Only the lines from the line holding "the round tablet?" through the final line of the entries below are to be returned, exactly as they stand.

* begin Data section *

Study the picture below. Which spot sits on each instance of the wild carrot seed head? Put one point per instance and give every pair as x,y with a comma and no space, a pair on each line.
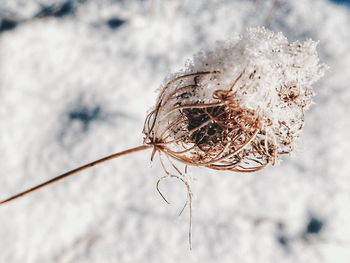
239,106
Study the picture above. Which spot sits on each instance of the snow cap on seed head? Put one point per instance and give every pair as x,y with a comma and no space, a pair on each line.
278,76
245,100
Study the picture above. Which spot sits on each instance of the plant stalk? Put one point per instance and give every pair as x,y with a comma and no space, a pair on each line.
75,171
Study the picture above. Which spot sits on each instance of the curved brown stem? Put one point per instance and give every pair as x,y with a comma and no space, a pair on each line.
75,171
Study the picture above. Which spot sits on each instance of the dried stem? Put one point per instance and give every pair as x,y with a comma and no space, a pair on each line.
75,171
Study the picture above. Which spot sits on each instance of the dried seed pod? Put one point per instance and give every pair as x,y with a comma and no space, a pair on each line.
238,107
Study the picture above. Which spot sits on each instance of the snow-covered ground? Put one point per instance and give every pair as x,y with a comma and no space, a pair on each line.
77,79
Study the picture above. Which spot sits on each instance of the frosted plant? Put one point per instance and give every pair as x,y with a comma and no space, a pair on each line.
238,107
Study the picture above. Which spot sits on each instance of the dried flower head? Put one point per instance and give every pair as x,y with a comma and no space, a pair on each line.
238,107
235,108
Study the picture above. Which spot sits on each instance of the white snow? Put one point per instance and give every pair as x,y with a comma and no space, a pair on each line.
54,72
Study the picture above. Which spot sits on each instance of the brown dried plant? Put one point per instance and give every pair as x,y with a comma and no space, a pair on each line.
229,116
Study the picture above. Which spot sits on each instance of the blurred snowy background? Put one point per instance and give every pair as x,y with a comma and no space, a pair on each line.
76,81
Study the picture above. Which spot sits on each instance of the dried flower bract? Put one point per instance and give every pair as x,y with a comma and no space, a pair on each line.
238,107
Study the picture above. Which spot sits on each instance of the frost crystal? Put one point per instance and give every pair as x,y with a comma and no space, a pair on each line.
239,106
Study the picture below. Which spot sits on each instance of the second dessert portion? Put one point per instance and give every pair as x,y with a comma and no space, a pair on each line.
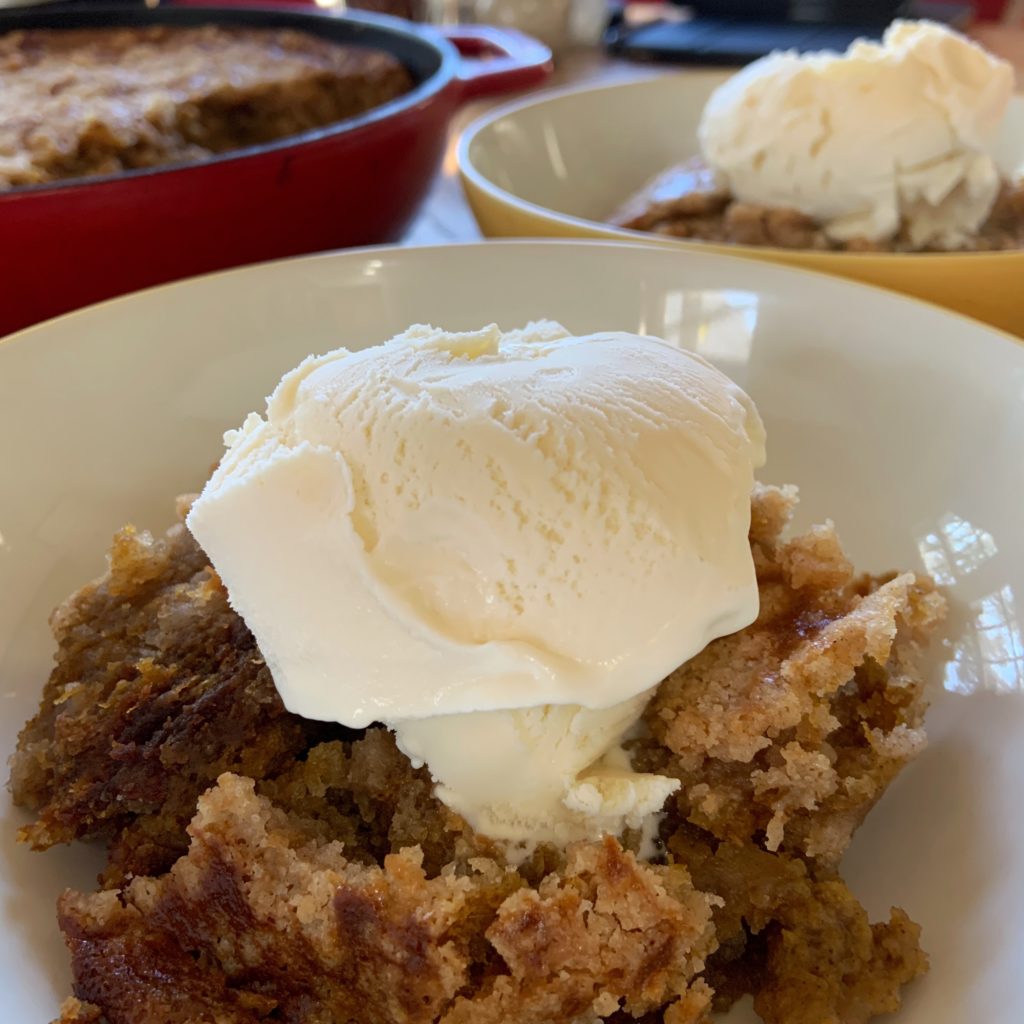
885,147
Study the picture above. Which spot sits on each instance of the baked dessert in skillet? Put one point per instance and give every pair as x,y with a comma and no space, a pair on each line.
82,102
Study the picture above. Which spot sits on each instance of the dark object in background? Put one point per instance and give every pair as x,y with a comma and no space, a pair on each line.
735,32
410,9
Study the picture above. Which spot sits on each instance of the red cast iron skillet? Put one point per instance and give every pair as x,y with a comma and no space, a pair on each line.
357,182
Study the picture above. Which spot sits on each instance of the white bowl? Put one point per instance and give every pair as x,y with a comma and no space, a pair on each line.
902,423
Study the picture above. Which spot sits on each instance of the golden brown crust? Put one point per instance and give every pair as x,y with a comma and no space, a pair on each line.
102,100
158,688
337,887
266,916
685,202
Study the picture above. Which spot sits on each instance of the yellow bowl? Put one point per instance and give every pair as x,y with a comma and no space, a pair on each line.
557,164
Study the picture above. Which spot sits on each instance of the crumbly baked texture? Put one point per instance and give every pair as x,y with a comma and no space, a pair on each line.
80,102
685,202
323,882
158,689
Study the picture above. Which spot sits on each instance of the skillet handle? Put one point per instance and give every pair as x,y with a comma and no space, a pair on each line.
499,59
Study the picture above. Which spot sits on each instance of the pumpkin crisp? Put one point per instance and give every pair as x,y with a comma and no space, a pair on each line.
86,101
266,868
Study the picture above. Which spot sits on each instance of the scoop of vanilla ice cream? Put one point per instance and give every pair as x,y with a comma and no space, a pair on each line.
863,141
496,544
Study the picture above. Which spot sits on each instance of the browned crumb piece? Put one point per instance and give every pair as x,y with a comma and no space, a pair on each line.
74,1012
787,732
802,945
367,795
687,202
266,919
158,689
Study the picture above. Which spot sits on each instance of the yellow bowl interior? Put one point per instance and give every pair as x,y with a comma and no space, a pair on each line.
557,165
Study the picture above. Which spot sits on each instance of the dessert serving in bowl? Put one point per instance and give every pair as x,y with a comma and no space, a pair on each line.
142,144
382,731
895,163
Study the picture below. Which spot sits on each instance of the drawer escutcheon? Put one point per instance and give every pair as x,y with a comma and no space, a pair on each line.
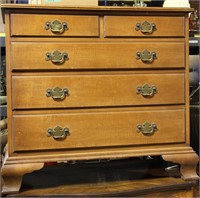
147,128
57,93
58,133
56,57
145,27
146,56
56,26
146,90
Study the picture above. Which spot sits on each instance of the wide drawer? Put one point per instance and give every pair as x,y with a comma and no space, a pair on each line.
63,91
144,26
97,129
59,56
54,25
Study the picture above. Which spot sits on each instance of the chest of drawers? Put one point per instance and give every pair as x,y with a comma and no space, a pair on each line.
96,82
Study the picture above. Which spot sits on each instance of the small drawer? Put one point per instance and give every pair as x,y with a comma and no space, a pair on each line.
144,26
54,25
69,91
119,55
97,129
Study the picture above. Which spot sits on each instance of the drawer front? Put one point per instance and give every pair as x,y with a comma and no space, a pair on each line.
63,91
54,25
144,26
59,56
97,129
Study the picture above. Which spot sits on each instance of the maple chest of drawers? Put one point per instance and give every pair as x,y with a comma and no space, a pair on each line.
93,83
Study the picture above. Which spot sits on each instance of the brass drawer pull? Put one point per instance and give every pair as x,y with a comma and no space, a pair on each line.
56,57
146,90
56,26
146,56
57,93
146,27
147,128
58,133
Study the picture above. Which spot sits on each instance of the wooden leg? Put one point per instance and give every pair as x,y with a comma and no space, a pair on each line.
12,175
188,163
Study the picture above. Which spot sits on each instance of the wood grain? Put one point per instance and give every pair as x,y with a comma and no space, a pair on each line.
97,129
91,55
78,26
96,90
124,26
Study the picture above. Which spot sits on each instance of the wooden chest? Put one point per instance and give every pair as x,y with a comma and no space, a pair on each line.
96,82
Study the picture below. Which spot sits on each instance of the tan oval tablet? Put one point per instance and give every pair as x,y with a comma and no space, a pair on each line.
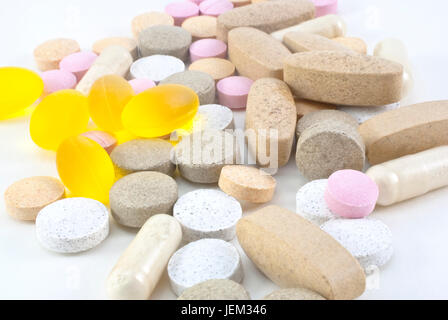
49,54
247,184
293,252
25,198
406,130
344,78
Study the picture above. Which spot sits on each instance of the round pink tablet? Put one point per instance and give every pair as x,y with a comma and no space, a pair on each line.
181,11
233,91
78,63
208,48
215,7
324,7
351,194
55,80
141,84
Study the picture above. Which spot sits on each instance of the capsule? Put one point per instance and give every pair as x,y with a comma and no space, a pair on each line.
139,269
411,176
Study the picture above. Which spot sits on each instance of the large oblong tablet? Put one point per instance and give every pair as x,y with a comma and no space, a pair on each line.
344,78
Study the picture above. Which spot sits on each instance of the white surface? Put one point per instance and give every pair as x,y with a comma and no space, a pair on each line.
418,268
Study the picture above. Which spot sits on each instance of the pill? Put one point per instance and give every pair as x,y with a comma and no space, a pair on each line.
202,260
107,99
56,80
72,225
219,289
137,197
114,60
310,202
20,89
201,27
267,16
294,294
215,8
406,130
26,197
200,82
368,240
143,117
49,54
256,54
165,40
205,213
344,78
275,239
216,67
181,11
156,67
233,91
208,48
149,19
59,115
202,155
144,155
329,26
273,118
141,266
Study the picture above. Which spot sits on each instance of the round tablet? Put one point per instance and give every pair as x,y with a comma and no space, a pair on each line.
138,196
368,240
233,91
247,183
25,198
207,213
156,68
310,202
72,225
351,194
216,67
203,260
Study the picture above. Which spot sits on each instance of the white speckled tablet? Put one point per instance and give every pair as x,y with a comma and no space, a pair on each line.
368,240
72,225
203,260
311,203
156,68
206,213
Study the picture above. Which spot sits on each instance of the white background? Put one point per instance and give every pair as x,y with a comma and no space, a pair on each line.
419,267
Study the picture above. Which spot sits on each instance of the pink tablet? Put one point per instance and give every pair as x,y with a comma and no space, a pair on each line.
233,91
351,194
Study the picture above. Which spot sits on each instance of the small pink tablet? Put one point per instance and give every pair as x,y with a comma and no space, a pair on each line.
233,91
55,80
208,48
141,84
215,7
78,63
351,194
181,11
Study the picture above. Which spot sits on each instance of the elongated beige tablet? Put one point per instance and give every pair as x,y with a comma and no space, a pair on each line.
271,118
293,252
404,131
139,269
267,16
344,78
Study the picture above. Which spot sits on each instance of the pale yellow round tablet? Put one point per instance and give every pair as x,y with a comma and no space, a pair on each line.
247,183
25,198
216,67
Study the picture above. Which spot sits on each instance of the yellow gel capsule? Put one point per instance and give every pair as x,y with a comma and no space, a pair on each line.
60,115
161,110
19,89
85,168
107,99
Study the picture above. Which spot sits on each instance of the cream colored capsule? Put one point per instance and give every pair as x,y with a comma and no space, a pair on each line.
139,269
411,176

* end Data section *

Complete answer
Study the picture above. Which spot sits on each instance of the round tablet? Put one point per instance and give every pair as x,y with a comma and no space, a pair on each line.
138,196
368,240
233,91
247,183
25,198
207,213
156,68
310,202
72,225
351,194
216,67
203,260
Study the picture above. Which spot sits on each instance of the white speckled tablet? Put one point per instance and give every pair as x,y with a comma and no space, a pair on each line.
368,240
72,225
203,260
311,203
156,68
206,213
Study the picture above. Which spot sits on each instance of the white background? Put one point per instance and give every pair as x,y with a comma and no space, a pair on each line.
419,267
Study the picture above. Which spot sits on each instance of the pink tablet? Put one point per instance and give every pair as x,y with a comma and no space, a pair on each line.
233,91
351,194
Study the picture above. Which spot sits on each instance of the small pink tablet? Put one point per instance and give every pair as x,y with a comma and no space, a pair on each line.
233,91
55,80
208,48
141,84
215,7
78,63
351,194
181,11
Study the picture above. Which spot sits on each instance of the elongated beige tablet? Put one point per instance and give every pair as x,y with a comma and no space, a pair on each line.
271,118
293,252
404,131
139,269
267,16
344,78
Study the picture above. Which spot sits on each instance of the pale yellow round tablet? Put one point per instance and give every pair as x,y with a comma and no space, a pair on each line.
247,183
25,198
216,67
Study the picture above. Which spot sits on each instance of the yellow gel capsule? Put one point per instance and give every pair as x,y with a comma and no space, a pair on each line.
60,115
161,110
19,89
85,168
107,99
Study the picture above. Which spot sits on each instance of the cream colored capsule? Put one point per instance and give every pair as x,y with a comma and no space, a pair on each line.
139,269
411,176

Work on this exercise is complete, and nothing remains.